═════ Provided records ═════
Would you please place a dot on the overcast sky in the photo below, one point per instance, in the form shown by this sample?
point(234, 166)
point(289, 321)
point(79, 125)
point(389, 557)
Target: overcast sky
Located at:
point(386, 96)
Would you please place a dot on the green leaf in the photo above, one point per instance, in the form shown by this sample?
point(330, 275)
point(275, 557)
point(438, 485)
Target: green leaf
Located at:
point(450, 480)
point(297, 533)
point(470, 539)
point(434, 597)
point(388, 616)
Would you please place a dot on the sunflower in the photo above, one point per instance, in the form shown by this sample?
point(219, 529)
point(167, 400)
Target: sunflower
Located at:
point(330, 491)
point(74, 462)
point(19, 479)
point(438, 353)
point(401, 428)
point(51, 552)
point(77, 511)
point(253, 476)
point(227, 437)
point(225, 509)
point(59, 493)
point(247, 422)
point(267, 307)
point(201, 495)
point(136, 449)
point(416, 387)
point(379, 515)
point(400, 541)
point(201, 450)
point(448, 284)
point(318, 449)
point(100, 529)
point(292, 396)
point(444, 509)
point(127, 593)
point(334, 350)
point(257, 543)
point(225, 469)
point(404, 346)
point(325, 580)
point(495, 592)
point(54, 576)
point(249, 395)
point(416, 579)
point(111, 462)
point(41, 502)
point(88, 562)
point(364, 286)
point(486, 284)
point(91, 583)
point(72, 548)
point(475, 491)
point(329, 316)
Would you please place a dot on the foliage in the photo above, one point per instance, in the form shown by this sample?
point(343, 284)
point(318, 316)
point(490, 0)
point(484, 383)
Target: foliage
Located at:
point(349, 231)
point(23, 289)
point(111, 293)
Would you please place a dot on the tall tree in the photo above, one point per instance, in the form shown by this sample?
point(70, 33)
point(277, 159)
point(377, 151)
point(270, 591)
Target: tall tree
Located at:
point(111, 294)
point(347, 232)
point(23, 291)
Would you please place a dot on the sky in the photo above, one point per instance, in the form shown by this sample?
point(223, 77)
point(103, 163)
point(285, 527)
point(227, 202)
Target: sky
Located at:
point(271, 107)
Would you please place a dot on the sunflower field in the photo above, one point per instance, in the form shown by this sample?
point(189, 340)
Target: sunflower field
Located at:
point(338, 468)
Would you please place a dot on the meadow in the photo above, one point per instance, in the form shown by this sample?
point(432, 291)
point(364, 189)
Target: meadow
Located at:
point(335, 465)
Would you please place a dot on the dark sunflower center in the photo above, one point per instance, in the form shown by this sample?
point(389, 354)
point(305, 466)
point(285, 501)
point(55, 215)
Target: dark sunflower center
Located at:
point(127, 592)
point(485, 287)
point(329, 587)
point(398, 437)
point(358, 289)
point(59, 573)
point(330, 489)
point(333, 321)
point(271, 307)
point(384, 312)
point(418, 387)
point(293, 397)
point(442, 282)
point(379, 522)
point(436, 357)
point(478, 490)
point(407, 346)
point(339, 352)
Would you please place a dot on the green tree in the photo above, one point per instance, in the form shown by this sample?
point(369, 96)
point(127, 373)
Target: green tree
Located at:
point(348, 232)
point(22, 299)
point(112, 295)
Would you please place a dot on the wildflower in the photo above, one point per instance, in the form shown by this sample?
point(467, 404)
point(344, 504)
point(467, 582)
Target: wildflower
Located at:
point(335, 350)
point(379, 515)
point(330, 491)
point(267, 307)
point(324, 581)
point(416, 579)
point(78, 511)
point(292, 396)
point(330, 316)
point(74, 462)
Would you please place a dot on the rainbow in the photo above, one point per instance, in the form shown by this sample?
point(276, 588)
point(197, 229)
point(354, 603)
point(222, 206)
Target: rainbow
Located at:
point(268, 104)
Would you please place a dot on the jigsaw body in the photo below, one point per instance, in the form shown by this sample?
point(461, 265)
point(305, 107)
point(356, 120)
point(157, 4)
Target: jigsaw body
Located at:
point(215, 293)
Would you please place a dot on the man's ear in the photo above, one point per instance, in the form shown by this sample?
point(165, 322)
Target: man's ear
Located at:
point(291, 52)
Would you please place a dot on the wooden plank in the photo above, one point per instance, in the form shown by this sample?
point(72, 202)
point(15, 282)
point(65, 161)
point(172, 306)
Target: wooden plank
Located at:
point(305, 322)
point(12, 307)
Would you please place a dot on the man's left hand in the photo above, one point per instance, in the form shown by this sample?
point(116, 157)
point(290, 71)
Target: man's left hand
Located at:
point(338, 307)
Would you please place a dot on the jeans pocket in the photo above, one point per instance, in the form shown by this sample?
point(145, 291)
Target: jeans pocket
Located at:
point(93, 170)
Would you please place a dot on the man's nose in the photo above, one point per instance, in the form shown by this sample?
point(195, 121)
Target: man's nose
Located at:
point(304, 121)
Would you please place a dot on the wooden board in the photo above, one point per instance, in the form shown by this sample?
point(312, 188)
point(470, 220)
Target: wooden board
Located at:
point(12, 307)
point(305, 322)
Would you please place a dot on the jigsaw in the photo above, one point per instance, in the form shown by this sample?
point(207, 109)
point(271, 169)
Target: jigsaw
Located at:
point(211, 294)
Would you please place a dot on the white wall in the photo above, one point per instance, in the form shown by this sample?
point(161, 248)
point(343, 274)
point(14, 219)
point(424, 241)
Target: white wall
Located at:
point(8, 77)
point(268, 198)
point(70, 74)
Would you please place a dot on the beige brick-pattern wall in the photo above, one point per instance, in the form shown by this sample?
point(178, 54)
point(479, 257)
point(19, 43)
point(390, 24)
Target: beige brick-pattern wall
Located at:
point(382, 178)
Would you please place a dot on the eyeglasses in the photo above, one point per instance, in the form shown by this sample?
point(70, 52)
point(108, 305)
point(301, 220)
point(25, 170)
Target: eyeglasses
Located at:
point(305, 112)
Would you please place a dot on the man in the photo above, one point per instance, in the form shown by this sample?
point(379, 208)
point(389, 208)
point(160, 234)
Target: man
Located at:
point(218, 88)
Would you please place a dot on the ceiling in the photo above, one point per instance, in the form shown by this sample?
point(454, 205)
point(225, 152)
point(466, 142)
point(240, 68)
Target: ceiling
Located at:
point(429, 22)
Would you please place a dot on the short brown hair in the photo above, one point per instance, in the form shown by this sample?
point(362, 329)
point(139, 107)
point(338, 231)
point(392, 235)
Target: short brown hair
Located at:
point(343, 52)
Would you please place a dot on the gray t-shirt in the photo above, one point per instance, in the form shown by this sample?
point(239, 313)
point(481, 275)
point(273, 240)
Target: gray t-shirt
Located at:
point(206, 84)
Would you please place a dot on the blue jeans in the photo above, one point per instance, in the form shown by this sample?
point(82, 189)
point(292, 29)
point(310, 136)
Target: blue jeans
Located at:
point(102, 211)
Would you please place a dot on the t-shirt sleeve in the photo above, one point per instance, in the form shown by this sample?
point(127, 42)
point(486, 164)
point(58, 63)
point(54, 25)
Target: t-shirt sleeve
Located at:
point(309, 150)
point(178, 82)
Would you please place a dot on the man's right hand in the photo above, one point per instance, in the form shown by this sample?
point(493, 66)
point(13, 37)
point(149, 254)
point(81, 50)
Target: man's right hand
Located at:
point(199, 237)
═════
Reproduce the rows above verbatim, starting at the line containing "Would you please place a dot on the jigsaw body" and ending at the line containing "point(338, 307)", with both of those lines included.

— Answer to this task —
Would you please place a dot on the jigsaw body in the photo below, one point per instance, in the form shown by this sample?
point(461, 265)
point(305, 107)
point(356, 120)
point(157, 4)
Target: jigsaw body
Located at:
point(215, 293)
Would you please place a dot on the man's ear in the photo above, one point per instance, in the form shown by this sample?
point(165, 322)
Target: man's ear
Located at:
point(291, 52)
Would you please place a dot on the wooden plank in the photo above, one point per instance, in the form shown by this sample?
point(72, 202)
point(15, 282)
point(65, 161)
point(172, 306)
Target: wooden plank
Located at:
point(305, 322)
point(12, 307)
Would you please place a dot on the man's left hand in the photo above, one point per instance, in the form shown by this sample?
point(116, 157)
point(290, 71)
Target: man's left hand
Located at:
point(338, 307)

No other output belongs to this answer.